[Image location labeling entries]
───
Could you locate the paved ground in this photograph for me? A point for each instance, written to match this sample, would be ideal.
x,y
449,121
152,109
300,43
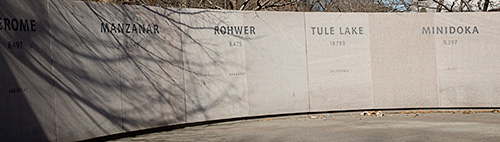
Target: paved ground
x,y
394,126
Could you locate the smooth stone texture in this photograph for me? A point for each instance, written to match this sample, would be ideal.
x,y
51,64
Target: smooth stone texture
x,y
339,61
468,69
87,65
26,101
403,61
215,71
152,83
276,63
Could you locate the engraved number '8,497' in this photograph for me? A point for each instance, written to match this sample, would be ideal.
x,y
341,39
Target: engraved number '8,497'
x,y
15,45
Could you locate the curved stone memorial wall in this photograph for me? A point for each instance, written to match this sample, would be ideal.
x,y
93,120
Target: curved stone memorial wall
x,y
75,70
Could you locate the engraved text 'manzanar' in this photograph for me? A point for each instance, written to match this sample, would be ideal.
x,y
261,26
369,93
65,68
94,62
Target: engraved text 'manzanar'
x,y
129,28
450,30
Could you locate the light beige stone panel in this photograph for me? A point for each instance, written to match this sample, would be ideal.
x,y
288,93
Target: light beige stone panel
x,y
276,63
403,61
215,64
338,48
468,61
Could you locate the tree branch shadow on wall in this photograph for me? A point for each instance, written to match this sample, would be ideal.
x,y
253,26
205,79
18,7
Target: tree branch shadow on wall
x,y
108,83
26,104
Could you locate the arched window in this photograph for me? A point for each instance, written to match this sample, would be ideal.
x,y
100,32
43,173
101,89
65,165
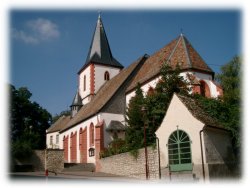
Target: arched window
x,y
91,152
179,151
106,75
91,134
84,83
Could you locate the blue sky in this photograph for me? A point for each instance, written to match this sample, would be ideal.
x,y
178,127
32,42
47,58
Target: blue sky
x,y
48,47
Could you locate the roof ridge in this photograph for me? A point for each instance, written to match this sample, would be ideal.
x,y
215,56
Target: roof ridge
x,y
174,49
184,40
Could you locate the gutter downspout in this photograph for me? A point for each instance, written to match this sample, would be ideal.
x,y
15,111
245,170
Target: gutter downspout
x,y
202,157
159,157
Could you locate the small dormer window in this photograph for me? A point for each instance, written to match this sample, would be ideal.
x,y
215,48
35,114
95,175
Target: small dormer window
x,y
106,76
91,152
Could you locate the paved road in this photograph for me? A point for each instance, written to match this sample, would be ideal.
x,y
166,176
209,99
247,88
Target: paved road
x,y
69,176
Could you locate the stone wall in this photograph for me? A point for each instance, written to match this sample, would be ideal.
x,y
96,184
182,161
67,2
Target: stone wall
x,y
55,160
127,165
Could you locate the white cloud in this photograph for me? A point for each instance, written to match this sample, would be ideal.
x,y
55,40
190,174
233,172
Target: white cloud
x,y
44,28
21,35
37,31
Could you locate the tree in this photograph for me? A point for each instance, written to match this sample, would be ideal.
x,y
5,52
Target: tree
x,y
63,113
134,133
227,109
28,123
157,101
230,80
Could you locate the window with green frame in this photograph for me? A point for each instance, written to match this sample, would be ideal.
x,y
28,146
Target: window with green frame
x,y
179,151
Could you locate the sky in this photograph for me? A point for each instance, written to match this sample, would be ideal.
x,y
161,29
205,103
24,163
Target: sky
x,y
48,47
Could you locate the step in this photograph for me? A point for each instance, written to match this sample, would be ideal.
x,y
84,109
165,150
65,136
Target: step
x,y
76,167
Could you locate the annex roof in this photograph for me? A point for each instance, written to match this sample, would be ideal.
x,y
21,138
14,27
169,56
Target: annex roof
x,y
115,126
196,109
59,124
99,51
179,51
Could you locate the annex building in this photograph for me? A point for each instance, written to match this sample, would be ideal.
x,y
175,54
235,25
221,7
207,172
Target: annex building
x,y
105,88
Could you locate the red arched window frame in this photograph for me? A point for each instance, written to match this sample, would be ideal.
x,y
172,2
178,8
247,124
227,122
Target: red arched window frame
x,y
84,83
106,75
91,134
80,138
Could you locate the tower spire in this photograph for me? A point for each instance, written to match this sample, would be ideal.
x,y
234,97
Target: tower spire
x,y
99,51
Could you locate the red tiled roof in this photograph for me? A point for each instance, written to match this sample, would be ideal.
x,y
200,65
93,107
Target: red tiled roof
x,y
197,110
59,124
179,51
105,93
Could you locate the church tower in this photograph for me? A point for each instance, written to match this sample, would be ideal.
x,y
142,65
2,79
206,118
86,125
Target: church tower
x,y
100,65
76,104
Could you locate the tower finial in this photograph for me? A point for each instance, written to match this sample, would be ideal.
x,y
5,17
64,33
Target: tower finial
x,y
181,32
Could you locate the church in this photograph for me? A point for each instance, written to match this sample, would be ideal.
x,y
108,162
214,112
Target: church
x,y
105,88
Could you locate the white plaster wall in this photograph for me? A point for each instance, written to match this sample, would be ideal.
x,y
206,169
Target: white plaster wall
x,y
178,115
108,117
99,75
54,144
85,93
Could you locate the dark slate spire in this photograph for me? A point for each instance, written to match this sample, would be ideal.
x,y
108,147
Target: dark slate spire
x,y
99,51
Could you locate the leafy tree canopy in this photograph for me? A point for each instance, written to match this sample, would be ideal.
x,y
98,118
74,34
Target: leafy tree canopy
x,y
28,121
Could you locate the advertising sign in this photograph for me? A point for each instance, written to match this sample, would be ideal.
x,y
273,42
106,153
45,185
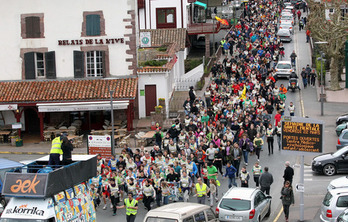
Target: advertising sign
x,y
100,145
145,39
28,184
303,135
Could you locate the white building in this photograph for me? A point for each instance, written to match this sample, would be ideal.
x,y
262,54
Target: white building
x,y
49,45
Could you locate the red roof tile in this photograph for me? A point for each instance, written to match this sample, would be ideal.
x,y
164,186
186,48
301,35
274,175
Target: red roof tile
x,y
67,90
───
Only the lines from the one containing "Could you locate the church in" through the last line of the entries above belong in the copy; reproduce them exactly and drop every picture.

Could you locate the church in this photograph for me? A point for each instance, written to match this sample, would be ideal.
x,y
108,162
214,112
Target: church
x,y
105,88
Could you locate the white plaster wall in this photograph for me? A point for each instance, written to match this sample, would be ideal.
x,y
206,169
Target: white plaster wall
x,y
178,115
108,117
99,75
54,144
85,93
Could you locate the dark slate spire in this photograph for me? A point for each instance, written to match this sample, would be ideal.
x,y
108,147
Target: dark slate spire
x,y
99,51
Could you locate the leafy tree canopy in this photograph for me? A point for each instance, written to match this sample, would be ideal.
x,y
98,118
74,34
Target: leafy tree canopy
x,y
28,121
Could you locate the advertising sign in this photograph for me? A point for each instance, written to match this sample, would be ideal.
x,y
273,42
106,153
45,185
Target: advertising sign
x,y
100,145
145,39
28,184
303,135
Could you locate the white building in this photograph for me? A point for each instance, written to match this sample, would be ideal.
x,y
262,54
Target: white building
x,y
49,45
Could you locate the red roof tile in this photograph for me? A point for each instance, written to match this sample, would be ideal.
x,y
164,186
186,48
301,35
274,175
Target: red roof tile
x,y
67,90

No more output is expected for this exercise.